Your goal
Return every line in the material below that contains the string "white". Case counts, so match uppercase and lowercase letters precisely.

_____

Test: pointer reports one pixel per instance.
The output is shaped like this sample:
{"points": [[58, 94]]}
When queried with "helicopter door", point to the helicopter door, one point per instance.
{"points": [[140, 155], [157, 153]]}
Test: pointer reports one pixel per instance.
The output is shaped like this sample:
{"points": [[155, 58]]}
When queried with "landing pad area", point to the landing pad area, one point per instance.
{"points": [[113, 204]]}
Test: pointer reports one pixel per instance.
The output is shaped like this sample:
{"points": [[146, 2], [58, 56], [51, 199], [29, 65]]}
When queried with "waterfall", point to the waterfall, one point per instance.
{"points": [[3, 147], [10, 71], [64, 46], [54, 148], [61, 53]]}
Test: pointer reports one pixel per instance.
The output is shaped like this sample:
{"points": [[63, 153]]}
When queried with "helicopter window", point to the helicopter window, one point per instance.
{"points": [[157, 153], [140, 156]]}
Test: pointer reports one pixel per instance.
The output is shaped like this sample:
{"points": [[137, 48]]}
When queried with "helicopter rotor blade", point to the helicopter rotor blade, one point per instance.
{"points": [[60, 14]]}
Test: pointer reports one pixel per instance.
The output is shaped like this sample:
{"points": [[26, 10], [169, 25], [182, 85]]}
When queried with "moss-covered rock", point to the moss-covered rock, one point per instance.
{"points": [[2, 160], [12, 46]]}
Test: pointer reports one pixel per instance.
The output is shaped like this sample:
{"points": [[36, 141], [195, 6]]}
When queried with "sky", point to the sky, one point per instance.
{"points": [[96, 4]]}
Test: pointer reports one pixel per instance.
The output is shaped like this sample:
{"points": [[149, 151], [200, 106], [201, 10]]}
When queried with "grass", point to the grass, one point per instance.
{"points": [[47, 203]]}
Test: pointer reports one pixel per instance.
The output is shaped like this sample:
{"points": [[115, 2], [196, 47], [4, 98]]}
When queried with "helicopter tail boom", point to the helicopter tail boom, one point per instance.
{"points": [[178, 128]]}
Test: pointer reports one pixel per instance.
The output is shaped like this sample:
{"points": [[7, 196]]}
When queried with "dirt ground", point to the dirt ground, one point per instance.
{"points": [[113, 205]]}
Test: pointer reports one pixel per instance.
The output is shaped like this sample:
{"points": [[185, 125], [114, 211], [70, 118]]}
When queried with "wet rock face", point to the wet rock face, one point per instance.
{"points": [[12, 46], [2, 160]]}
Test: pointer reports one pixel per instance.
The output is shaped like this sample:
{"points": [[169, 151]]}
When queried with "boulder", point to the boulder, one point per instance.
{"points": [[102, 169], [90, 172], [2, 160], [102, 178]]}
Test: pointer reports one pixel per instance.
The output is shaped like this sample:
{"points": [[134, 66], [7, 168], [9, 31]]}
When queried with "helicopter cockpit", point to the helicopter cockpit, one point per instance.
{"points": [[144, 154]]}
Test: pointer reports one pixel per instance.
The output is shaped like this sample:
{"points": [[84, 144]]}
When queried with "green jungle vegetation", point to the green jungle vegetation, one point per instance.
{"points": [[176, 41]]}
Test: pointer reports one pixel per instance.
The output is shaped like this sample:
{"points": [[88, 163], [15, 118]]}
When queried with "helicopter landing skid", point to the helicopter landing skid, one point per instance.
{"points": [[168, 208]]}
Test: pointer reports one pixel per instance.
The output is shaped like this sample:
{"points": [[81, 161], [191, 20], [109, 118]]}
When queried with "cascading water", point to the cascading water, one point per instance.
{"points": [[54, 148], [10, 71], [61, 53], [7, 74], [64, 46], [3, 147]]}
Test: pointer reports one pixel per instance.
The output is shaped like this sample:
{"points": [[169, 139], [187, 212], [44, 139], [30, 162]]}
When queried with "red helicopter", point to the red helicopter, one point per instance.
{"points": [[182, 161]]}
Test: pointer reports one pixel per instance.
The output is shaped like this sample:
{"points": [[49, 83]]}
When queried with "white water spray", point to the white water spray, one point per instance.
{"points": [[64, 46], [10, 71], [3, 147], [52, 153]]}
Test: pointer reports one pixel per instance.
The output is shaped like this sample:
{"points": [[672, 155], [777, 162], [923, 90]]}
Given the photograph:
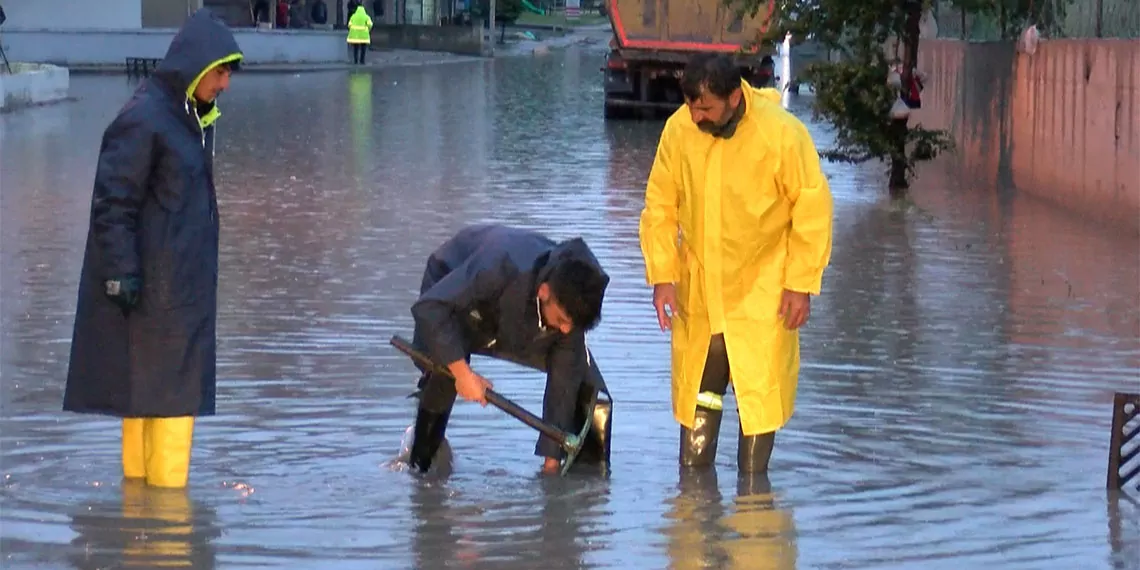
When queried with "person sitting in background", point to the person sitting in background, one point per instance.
{"points": [[282, 14], [319, 13]]}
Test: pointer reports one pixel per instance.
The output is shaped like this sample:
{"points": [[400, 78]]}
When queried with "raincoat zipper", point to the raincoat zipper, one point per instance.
{"points": [[193, 111]]}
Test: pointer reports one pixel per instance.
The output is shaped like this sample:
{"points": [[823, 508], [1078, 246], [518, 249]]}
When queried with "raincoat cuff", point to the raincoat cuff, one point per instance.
{"points": [[809, 286], [661, 276]]}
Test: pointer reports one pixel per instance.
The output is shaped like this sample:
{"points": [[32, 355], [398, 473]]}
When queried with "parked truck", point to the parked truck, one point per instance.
{"points": [[652, 40]]}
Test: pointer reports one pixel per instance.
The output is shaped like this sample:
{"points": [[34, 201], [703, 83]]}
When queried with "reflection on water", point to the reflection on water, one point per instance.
{"points": [[954, 398], [748, 530], [147, 528]]}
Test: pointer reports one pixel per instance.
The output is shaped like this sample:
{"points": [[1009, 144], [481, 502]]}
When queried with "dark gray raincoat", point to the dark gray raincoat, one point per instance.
{"points": [[479, 296], [154, 216]]}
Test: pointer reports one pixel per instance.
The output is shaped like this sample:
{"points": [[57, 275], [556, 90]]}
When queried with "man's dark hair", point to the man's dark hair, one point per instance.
{"points": [[578, 286], [716, 73]]}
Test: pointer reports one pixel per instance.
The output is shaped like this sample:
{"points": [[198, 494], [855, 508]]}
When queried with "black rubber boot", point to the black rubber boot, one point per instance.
{"points": [[698, 446], [429, 436], [755, 452]]}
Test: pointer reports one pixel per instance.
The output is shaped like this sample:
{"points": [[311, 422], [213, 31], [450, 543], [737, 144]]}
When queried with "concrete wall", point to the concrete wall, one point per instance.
{"points": [[73, 14], [96, 48], [1060, 124], [452, 39], [168, 13], [32, 84]]}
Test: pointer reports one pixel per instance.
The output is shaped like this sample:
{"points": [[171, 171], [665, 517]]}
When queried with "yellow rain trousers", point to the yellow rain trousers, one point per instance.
{"points": [[754, 214], [157, 449]]}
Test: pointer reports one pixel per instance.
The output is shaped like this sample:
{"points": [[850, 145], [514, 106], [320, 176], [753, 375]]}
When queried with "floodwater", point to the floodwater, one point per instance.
{"points": [[954, 398]]}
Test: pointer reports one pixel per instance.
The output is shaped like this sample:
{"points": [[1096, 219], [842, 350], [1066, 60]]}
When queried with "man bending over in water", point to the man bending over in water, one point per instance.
{"points": [[518, 295]]}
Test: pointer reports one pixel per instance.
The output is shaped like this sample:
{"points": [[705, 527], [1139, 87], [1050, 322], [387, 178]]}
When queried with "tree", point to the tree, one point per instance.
{"points": [[852, 92]]}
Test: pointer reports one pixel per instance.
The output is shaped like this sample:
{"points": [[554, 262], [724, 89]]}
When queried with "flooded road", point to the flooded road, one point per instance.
{"points": [[954, 398]]}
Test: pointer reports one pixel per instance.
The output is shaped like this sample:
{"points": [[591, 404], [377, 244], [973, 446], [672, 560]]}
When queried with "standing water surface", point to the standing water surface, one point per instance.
{"points": [[953, 407]]}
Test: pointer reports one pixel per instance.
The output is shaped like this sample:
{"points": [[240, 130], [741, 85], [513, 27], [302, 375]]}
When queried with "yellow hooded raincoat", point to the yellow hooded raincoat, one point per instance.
{"points": [[754, 213]]}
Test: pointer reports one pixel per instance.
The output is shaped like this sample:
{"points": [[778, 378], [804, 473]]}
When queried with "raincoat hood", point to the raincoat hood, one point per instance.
{"points": [[203, 43]]}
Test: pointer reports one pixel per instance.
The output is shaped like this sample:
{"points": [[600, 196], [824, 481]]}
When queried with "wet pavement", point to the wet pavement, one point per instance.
{"points": [[954, 397]]}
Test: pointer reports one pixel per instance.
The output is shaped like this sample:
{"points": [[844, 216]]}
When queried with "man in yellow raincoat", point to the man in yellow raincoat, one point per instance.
{"points": [[359, 34], [735, 234]]}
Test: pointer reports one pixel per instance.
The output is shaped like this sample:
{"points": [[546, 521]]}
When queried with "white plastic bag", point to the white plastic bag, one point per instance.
{"points": [[894, 79], [928, 26], [900, 110], [1027, 42]]}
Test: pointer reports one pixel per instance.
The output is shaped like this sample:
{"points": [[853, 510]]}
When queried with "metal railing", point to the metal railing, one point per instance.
{"points": [[1124, 444]]}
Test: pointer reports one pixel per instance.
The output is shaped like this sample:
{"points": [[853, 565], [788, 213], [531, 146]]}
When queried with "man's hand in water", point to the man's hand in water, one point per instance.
{"points": [[467, 384], [552, 465]]}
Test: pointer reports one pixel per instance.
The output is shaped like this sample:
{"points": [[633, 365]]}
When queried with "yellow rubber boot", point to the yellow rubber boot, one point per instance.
{"points": [[133, 448], [168, 450]]}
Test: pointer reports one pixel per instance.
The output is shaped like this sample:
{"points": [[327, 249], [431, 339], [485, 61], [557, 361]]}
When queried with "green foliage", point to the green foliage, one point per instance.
{"points": [[854, 96], [852, 90], [1010, 17]]}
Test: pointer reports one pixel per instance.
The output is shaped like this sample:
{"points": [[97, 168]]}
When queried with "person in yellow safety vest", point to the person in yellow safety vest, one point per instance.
{"points": [[738, 177], [359, 34]]}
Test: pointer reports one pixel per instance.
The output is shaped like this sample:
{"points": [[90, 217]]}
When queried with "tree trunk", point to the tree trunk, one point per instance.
{"points": [[900, 128]]}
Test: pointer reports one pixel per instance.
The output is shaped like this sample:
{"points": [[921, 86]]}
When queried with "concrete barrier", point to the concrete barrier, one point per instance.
{"points": [[1059, 124], [450, 39], [32, 84]]}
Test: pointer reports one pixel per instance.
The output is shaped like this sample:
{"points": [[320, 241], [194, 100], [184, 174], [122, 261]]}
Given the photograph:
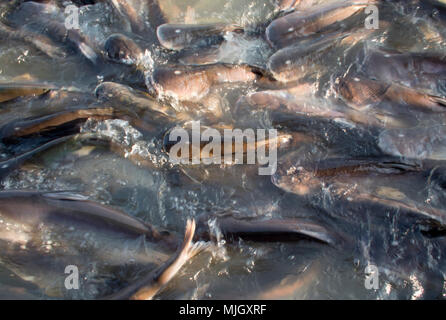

_____

Solution to the problem
When queried with "white water spray", point to the white water spray, one point per instance.
When queried with "white plastic bag", point to the white plastic bag, one point per instance.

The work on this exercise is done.